▸ **Enunciado 1**
Transcreva o trecho do artigo sobre o Engenho Boa Vista que começa em "Mais conhecida na" e termina em "Paraty de 2011.".
▸ **Enunciado 2**
Diga se cada afirmação abaixo está de acordo com o artigo sobre o Engenho Boa Vista. Responda sim ou não e cite as palavras do artigo que decidem a resposta.
(a) A Casa Grande do engenho foi construída no século 18.
(b) Johann Ludwig Herrman Bruhns nasceu em Hamburgo.
(c) A reportagem de Raquel Cozer foi publicada pela Folha de S.Paulo.
▸ **Enunciado 3**
Responda, com base no artigo sobre o Engenho Boa Vista:
(a) Em que ano nasceu a mãe de Heinrich e Thomas Mann?
(b) Qual era o nome da mãe brasileira dela?
(c) Durante qual evento foi feita a reportagem de Raquel Cozer?

▸ **Artigo**
↓
O abandono do Engenho Boa Vista, em Paraty

Por Frederico Füllgraf

O abandono do Engenho Boa Vista, em Paraty

Pérola da história brasileira, mas também da Literatura Universal, virtualmente desconhecida da maioria dos brasileiros, é a referência à casa de infância, em Paraty, de Julia Bruhns da Silva, mãe dos escritores alemães, Heinrich e Thomas Mann (Prêmio Nobel de Literatura, em 1929, pela saga familiar “Buddenbrooks”).

Mais conhecida na região de Paraty como Engenho Boa Vista, sua velha Casa Grande, erguida no séc. 18 e há algumas décadas cercada de marinas luxuosas, encontra-se em calamitoso estado de conservação (telhado invadido pelo mato, paredes agredidas por mofo, madeirame de sustentação apodrecido, cipós, a jubilosa jungla, enfim, infiltrando-se pelas frestas) e ameaçada de demolição.

A crônica do descaso anunciado é antiga, dado que a propriedade mudou de donos muitas vezes no decorrer das últimas décadas, envolvendo os mais desencontrados interesses, mas voltou a ser alardeada com uma corajosa reportagem de Raquel Cozer, do Estadão, durante a realização da FLIP-Feira de Literatura de Paraty de 2011.

Os Mann com um pé no Brasil

Julia da Silva Bruhns (1851-1923) era filha do imigrante e fazendeiro alemão, Johann Ludwig Herrman Bruhns – natural da cidade portuária de Lübeck e dono de plantações de açúcar, ao longo do que hoje é a Rio-Santos – e da brasileira, Maria Luisa da Silva, filha de um português e uma índia.
↑
▸ **Material fornecido**
↓
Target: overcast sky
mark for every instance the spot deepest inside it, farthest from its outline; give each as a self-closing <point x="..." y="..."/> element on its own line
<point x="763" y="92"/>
↑
▸ **Resolução completa 1**
Mais conhecida na região de Paraty como Engenho Boa Vista, sua velha Casa Grande, erguida no séc. 18 e há algumas décadas cercada de marinas luxuosas, encontra-se em calamitoso estado de conservação (telhado invadido pelo mato, paredes agredidas por mofo, madeirame de sustentação apodrecido, cipós, a jubilosa jungla, enfim, infiltrando-se pelas frestas) e ameaçada de demolição.

A crônica do descaso anunciado é antiga, dado que a propriedade mudou de donos muitas vezes no decorrer das últimas décadas, envolvendo os mais desencontrados interesses, mas voltou a ser alardeada com uma corajosa reportagem de Raquel Cozer, do Estadão, durante a realização da FLIP-Feira de Literatura de Paraty de 2011.

▸ **Resolução completa 2**
(a) Sim: "erguida no séc. 18".
(b) Não: "natural da cidade portuária de Lübeck".
(c) Não: "uma corajosa reportagem de Raquel Cozer, do Estadão".

▸ **Resolução completa 3**
(a) Em 1851.
(b) Maria Luisa da Silva.
(c) Durante a FLIP (Feira de Literatura de Paraty) de 2011.